» **SHORT EXERCISE**:
Pick up the ray tracing passage after its final line and keep writing it.

This doesn't mean that raytracing can't be used to solve problems like this.
As a matter of fact, radiosity can be implemented quite simply using a
raytracer rather than a zbuffer-er for the hemicube calculations. Raytracing
was a part of Holly Rushmeier's participating media radiosity solution, where
rays were used to perform spatial line integrals of the lighting equation. If
you examine the 88 and 89 Siggraph proceedings, you will see that many
researchers have shifted to raytracing-like approaches to implement radiosity
solutions.
>Can ray tracing correctly render such things without resorting to radiosity
>tricks? Or is the distinction between ray tracing and radiosity
>essentially artificial? What's your opinion?
The distinctions aren't artificial, but they are subtle. For a while,
radiosity meant using matrix equations to solve energy transfer between
Lambertian reflectors. Later, the n^2 memory requirements were relaxed by
using progressive radiosity, and the algorithm became practical and
competitive with other methods. Now, integrations of raytracing and radiosity
are beginning to show further improvements in both speed and the kinds of
situations they cover (specular reflection). And you can be sure that there
will continue to be radiosity papers in THIS years Siggraph too. (I can
hardly wait!)
Raytracing is generally conceived to offer solutions to precisely the
situations where early radiosity solutions failed: environments with highly
specular environments. It used to be thought that raytracing was too
expensive, but improvements in hardware and in algorithms have made raytracing
tractable and attractive.
Now, I believe that most algorithms "of the future" will have some sort of a
raytracing core to them, if not for modelling light interactions then probably
just for checking visibility of points.
How 'bout anyone else? Any more ideas?
-------------------------------------------------------------------------------
Ray-Tracing the Torus, by Prem Subrahmanyam (prem@geomag.gly.fsu.edu)
Ok, I've contributed my quadric ray-tracing code. Now, if someone could tell
me how to do the above, I would greatly appreciate it. I know it is a 4th
order equation, but I have not even succeeded in locating the equation for the
torus in my math textbooks (except for a spherical coordinate version--and I
don't want to try to convert). Any help would be appreciated.
[this has been answered a few times already in the RT News, but I found Bob
Weber's reference of interest. He also gives a taste of Pat's explanation
-- EAH]
--------
Reply from Bob Webber (webber@fender.rutgers.edu):
Organization: Rutgers Univ., New Brunswick, N.J.

» **DATA**:
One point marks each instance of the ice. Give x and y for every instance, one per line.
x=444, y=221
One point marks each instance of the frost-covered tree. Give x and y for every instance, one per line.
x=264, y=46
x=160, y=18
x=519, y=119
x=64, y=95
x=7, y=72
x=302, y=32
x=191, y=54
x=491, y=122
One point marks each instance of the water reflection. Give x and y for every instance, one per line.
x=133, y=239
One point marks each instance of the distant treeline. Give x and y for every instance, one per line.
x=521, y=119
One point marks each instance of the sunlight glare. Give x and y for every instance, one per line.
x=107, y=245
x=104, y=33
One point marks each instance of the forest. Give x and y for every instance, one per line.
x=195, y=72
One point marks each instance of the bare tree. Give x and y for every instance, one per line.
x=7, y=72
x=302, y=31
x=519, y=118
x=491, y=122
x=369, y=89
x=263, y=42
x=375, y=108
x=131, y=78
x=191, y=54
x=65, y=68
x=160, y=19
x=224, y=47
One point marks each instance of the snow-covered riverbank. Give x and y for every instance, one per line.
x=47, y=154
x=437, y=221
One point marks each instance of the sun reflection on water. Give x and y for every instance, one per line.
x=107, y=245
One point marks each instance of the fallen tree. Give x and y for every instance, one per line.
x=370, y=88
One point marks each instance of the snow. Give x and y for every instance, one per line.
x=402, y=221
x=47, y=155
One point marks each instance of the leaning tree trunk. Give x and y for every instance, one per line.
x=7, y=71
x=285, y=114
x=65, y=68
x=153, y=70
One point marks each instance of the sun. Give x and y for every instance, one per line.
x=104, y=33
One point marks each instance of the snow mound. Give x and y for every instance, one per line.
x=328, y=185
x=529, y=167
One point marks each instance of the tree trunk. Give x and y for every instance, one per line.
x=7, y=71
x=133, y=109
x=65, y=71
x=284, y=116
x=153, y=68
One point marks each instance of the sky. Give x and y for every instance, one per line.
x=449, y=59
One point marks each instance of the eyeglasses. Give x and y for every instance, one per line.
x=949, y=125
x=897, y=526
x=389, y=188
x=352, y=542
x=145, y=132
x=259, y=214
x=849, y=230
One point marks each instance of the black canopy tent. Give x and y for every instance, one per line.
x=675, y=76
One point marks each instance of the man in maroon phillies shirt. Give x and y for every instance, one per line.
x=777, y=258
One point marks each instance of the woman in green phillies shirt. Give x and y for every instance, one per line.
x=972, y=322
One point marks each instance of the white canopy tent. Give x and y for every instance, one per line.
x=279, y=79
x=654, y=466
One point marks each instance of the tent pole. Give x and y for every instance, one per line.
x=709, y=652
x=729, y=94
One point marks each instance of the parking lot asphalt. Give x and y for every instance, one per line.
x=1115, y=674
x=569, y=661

» **EXERCISE RESULT**:
For planar curves we have J. Dennis Lawrence's A Catalog of Special Plane
Curves (Dover 1972) to satisfy those times when one wakes up in the middle of
the night, racking one's mind trying to remember the equation for the
hippopede. However, for 3-d, the best I have seen is Pat Hanrahan's A Survey
of Ray-Surface Intersection Algorithms that appears in Andrew Glassner's An
Introduction to Ray Tracing (Academic Press 1989). There we find, among other
things, the equation for a torus as:
(x**2 + y**2 + z**2 - (a**2 + b**2))**2 = 4 a**2 (b**2 - z**2)
This describes a torus centered at the origin defined by a circle of radius b
being swept along a center defined by a circle of radius a. It is derived
from considering the intersection of a plane with a torus that yields the two
circles:
((x - a)**2 + z**2 - b**2)((x + a)**2 + z**2 - b**2) = 0
[if you are unfamiliar with this construction, it is worthwhile pausing here
and savouring how this equation actually works -- sometimes the equations are
prettier than the pictures] and then spinning this intersection by replacing
x**2 with x**2 + y**2 (after some algebraic simplification, which converted
the above to:
(x**2 + z**2 - (a**2 + b**2))**2 = 4 a**2 (b**2 - z**2)
). The section includes a reference to an unpublished 1982 note by Hanrahan
entitled: Tori: algebraic definitions and display algorithms. The general
scheme for a number of variations on the torus is to start with a quartic
curve of the form f(x**2,y)=0 and then substitute x**2+y**2 for x**2 and z
for y.
-------------------------------------------------------------------------------
Need Help on Superquadrics, by Wayne McCormick (wayne@cpsc.ucalgary.ca)
A few months ago I read some articles on superquadrics here on
the net. It interested me and I decided to try to implement a modeler
based on superquadric shapes. Since the inside-outside functions are
so easy to use in determining intersections and so forth I thought it would
be somewhat easy to do. But I stumbled into a small problem.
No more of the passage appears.